Available data:
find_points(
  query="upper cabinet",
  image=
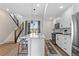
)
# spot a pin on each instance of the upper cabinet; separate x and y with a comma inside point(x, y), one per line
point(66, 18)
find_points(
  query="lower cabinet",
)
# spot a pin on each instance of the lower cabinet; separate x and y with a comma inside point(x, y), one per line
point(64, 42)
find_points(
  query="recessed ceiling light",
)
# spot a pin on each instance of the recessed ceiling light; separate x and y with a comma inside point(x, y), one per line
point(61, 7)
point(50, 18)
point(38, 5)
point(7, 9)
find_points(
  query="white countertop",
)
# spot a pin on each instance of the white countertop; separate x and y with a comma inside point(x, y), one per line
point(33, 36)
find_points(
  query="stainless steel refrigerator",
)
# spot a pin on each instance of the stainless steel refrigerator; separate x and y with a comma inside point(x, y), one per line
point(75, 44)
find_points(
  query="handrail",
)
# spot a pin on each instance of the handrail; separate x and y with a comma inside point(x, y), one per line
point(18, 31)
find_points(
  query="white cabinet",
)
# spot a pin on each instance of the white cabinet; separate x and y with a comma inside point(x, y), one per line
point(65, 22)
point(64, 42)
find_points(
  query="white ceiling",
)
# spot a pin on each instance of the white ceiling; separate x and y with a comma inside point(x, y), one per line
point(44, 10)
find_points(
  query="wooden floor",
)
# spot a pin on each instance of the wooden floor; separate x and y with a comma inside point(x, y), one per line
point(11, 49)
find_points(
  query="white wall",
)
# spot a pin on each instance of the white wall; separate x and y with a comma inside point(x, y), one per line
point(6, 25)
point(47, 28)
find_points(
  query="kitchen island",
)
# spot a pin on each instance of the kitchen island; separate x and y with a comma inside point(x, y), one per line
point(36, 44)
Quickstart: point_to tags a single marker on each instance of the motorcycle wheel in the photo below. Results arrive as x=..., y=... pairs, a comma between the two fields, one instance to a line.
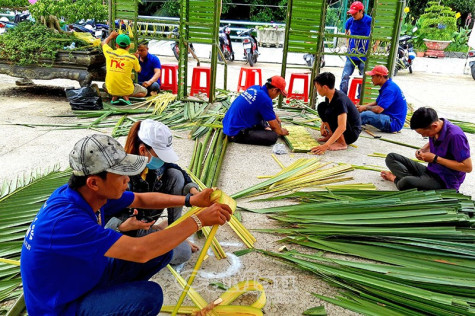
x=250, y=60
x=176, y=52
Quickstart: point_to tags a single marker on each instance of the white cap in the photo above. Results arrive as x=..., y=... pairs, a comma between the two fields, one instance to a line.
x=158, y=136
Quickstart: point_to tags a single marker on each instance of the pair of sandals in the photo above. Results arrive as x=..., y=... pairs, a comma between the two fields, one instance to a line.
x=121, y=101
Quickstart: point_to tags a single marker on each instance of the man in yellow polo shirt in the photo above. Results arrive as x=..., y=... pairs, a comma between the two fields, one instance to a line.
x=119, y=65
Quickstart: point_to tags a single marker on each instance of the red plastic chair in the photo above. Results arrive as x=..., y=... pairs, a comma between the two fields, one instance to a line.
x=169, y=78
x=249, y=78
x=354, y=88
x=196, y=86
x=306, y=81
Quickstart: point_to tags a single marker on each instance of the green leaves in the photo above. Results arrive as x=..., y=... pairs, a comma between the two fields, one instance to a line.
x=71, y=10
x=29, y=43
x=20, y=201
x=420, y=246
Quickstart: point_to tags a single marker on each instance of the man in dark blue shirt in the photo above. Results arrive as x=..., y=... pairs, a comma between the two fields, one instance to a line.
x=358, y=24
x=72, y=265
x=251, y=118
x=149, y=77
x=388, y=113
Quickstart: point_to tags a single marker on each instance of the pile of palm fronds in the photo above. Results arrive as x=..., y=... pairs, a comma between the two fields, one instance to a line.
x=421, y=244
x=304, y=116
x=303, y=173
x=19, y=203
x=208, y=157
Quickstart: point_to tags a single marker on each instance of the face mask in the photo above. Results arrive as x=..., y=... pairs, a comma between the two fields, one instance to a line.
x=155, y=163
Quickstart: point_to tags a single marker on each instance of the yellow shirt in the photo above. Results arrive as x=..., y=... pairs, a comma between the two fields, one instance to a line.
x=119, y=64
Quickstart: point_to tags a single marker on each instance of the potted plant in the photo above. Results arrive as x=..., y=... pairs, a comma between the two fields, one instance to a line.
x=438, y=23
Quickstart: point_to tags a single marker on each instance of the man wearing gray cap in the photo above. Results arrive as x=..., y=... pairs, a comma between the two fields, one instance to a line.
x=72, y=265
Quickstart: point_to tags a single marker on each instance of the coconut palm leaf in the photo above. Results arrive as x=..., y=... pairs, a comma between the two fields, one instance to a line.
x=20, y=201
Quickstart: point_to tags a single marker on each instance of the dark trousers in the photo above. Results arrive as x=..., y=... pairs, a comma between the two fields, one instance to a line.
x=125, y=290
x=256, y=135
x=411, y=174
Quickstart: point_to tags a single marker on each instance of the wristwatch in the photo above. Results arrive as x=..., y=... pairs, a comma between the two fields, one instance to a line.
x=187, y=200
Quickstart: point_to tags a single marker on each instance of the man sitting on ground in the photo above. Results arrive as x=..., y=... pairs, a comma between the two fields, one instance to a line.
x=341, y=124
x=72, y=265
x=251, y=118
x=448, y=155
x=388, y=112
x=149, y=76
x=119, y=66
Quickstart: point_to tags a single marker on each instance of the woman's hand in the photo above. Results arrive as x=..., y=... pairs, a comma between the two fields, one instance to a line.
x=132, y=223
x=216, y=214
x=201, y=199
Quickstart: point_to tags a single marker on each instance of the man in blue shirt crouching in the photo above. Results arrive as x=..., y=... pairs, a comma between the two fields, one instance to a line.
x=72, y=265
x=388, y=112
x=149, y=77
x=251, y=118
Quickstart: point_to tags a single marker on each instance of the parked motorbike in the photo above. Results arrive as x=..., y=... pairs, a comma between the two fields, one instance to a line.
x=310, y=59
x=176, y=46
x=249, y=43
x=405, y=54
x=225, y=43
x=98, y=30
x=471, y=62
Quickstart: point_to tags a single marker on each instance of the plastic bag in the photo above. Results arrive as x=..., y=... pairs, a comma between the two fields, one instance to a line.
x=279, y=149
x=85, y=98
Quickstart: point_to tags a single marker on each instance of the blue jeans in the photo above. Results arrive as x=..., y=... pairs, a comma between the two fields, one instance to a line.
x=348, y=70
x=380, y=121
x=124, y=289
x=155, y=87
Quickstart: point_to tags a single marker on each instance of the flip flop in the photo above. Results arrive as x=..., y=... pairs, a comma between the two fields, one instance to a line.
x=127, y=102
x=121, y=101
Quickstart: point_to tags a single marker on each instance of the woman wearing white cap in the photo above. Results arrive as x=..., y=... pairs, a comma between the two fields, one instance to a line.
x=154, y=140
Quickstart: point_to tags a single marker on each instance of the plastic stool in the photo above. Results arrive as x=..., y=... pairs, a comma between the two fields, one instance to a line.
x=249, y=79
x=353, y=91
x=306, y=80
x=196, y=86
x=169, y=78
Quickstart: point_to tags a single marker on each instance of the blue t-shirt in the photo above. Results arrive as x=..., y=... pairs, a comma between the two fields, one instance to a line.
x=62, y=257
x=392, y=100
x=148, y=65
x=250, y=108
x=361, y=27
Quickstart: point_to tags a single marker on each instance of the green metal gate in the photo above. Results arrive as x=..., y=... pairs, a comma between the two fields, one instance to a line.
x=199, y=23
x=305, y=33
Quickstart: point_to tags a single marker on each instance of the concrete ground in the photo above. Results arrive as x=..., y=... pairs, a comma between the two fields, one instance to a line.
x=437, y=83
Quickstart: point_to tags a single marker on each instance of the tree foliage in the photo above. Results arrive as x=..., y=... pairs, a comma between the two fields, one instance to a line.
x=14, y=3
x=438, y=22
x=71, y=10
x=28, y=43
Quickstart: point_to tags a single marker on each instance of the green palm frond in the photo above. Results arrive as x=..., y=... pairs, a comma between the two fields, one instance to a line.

Task: Retype the records in full. Do not carry over the images.

Problem solution:
find_points(
  query="upper cabinet",
  image=
)
# spot a pin on each instance of the upper cabinet; separate x and y with a comma inside point(x, y), one per line
point(66, 18)
find_points(
  query="lower cabinet",
)
# spot a pin on each instance of the lower cabinet; separate x and y with a comma inside point(x, y), one per line
point(64, 42)
find_points(
  query="recessed ceiling light",
)
# spot a pin on each instance of the recessed ceiling light; separate x and y with a comma inside point(x, y), one per line
point(61, 7)
point(50, 18)
point(38, 5)
point(7, 9)
find_points(
  query="white countertop",
)
# spot a pin on each instance of the white countertop; separate x and y with a comma inside point(x, y), one per line
point(33, 36)
find_points(
  query="stainless steel refrigerator",
)
# spot a pin on each instance of the stainless steel refrigerator; separate x and y with a comma inside point(x, y), one per line
point(75, 44)
find_points(
  query="handrail",
)
# spot a pin on each instance of the handrail; separate x and y with a comma inside point(x, y), one per line
point(18, 31)
find_points(
  query="white cabinet",
)
# spot a pin on each instance of the white cabinet; separate x and y with a comma inside point(x, y), one per line
point(65, 22)
point(64, 42)
find_points(
  query="white ceiling",
)
# spot a pin on each instance of the white ceiling; separate x and y with a comma inside point(x, y), one per line
point(44, 10)
find_points(
  query="wooden floor",
)
# spot a pin on each instance of the wooden floor; separate x and y with a comma inside point(x, y), one per line
point(11, 49)
find_points(
  query="white wall",
)
# spot a pin on each instance of the white wall; separate x and y with a comma inside point(x, y), one per line
point(6, 25)
point(47, 28)
find_points(
  query="kitchen island",
)
# spot a pin on each instance of the kitchen island; separate x and y with a comma inside point(x, y), one per line
point(36, 44)
Quickstart: point_to tags a single marker on each instance of the motorcycle wheel in the photo below. Results arrive as x=..., y=... pairs, a comma between the two fields, one instance to a line.
x=250, y=60
x=176, y=52
Quickstart: point_to tags a single marker on each instance of the white cap in the photo above. Results arrive as x=..., y=... pairs, a comma between the two fields, one instance to a line.
x=158, y=136
Quickstart: point_to tags a single marker on each instance of the pair of sandals in the photo above. Results arrive as x=..., y=... pairs, a comma between the two fields, one instance to a line.
x=121, y=101
Quickstart: point_to tags a single marker on each instance of the man in yellow polo shirt in the photo above. Results arrive as x=..., y=... pairs, a comma between the two fields, one instance to a line.
x=119, y=65
Quickstart: point_to tags a single marker on each instance of the red plastic chair in the photo above. Results arrive as x=..., y=... pairs, a comma between the two fields, one instance to a line.
x=169, y=78
x=249, y=78
x=354, y=88
x=196, y=86
x=306, y=81
Quickstart: point_to tags a single marker on each instance of the green leaves in the photo above. Results arrive as x=..., y=... pairs, a comma between the two fields, one instance to a line.
x=71, y=10
x=29, y=43
x=20, y=201
x=420, y=246
Quickstart: point_to tags a single marker on each instance of the man in dark blue shirt in the photo above. Results arrive as x=..., y=... pairs, a comma between the two fields, one instance to a line.
x=358, y=24
x=72, y=265
x=251, y=118
x=149, y=77
x=388, y=113
Quickstart: point_to tags a single marker on each instance of the pile of palm fronds in the photo above. Results arrive as x=..., y=... pairs, a comma between the two fields, one instance to a line.
x=421, y=244
x=304, y=116
x=303, y=173
x=19, y=203
x=208, y=157
Quickstart: point_to tags a single marker on each instance of the face mask in the photo above. Results arrive as x=..., y=... pairs, a comma between the two fields, one instance to a line.
x=155, y=163
Quickstart: point_to tags a single marker on each instance of the yellow shirt in the photo above. Results arrive as x=..., y=... pairs, a comma between the two fields, one instance to a line.
x=119, y=64
Quickstart: point_to tags a single marker on each instance of the potted plant in the photo above. Results arrive as x=..., y=... pairs, a comma between the two fields, one instance to a line.
x=438, y=23
Quickstart: point_to tags a single marker on each instance of the man wearing gray cap in the photo above. Results arrive as x=..., y=... pairs, a comma between the two fields, one instance to a line.
x=72, y=265
Quickstart: point_to tags a single marker on each instance of the coconut palm leaf in the photo above. Results arrive as x=..., y=... pairs, a comma between the two fields, one instance to a line.
x=20, y=201
Quickstart: point_to tags a single marker on each instance of the dark trousers in the photo above. Results arrive as x=..., y=... pairs, a comma between the two fields, one instance to a line.
x=125, y=290
x=256, y=135
x=411, y=174
Quickstart: point_to tags a single marker on each instance of the wristwatch in the photo above. Results arrive as x=..., y=... pairs, a comma between the two fields, one instance to a line.
x=187, y=200
Quickstart: point_to tags a single marker on each instance of the man sitting on ground in the photo above. Results arrive as x=..., y=... pairs, a comma between the two fields, one instance to a line.
x=341, y=124
x=72, y=265
x=251, y=118
x=448, y=155
x=388, y=112
x=149, y=76
x=119, y=66
Quickstart: point_to tags a single marker on each instance of the woman's hand in the photo above. Results arrive as x=..., y=... pairs, a comma between the two fields, one instance to a line.
x=132, y=223
x=216, y=214
x=201, y=199
Quickstart: point_to tags a single marker on each instance of the man in blue shirt crouching in the photo above. Results arrive as x=..., y=... pairs, a comma between the two fields, one instance to a line.
x=72, y=265
x=388, y=112
x=149, y=77
x=251, y=118
Quickstart: point_to tags a single marker on each instance of the parked motorbike in the photo above. Results arrive as x=..., y=... pairs, a comma between the two fields, one instance to a line.
x=310, y=59
x=176, y=46
x=249, y=43
x=405, y=54
x=225, y=43
x=98, y=30
x=471, y=62
Quickstart: point_to tags a single marker on each instance of the plastic bag in the photo above. Results arrive as x=..., y=... pairs, a comma between the two fields, one instance to a line.
x=279, y=149
x=85, y=98
Quickstart: point_to tags a single marker on each instance of the blue jeans in the photo above. Results arrive as x=..., y=... pairs, a comma between the two fields, one instance to a line.
x=348, y=70
x=380, y=121
x=124, y=289
x=155, y=87
Quickstart: point_to tags a single marker on each instance of the flip flop in the photo above. Results arrive as x=..., y=... pairs, a comma between the two fields, one instance to a line.
x=127, y=102
x=121, y=101
Quickstart: point_to tags a single marker on each instance of the woman wearing white cap in the photo above. Results arrive as x=..., y=... pairs, a comma between the two fields, one instance to a line.
x=154, y=140
Quickstart: point_to tags a single marker on each instance of the plastic stool in the photo above. Results arrive as x=..., y=... pairs, a comma between the two fields, one instance to a line.
x=249, y=79
x=353, y=91
x=306, y=80
x=196, y=86
x=169, y=78
Quickstart: point_to tags a single marker on each instance of the blue t-shirt in the photo above. Results arrive as x=..., y=... pairs, a comma between the two fields, one instance to a line.
x=62, y=257
x=392, y=100
x=148, y=65
x=250, y=108
x=361, y=27
Quickstart: point_to tags a single marker on each instance of the green metal gate in the photo above. Results arrive as x=..., y=... pairs, a comma between the two fields, one instance to a line.
x=199, y=23
x=305, y=33
Quickstart: point_to tags a single marker on each instance of the concrete ground in the photo above. Results arrive as x=..., y=... pairs, a comma between the two fields, one instance to a line.
x=437, y=83
Quickstart: point_to tags a single marker on each instance of the tree foliage in the photo above. Results arrive as x=..., y=... pairs, a comma between the two fields, one instance to a line.
x=14, y=3
x=438, y=22
x=71, y=10
x=28, y=43
Quickstart: point_to tags a single marker on each instance of the green palm frond in the photo above. Results arrive as x=..., y=... pairs, a comma between the two fields, one instance to a line.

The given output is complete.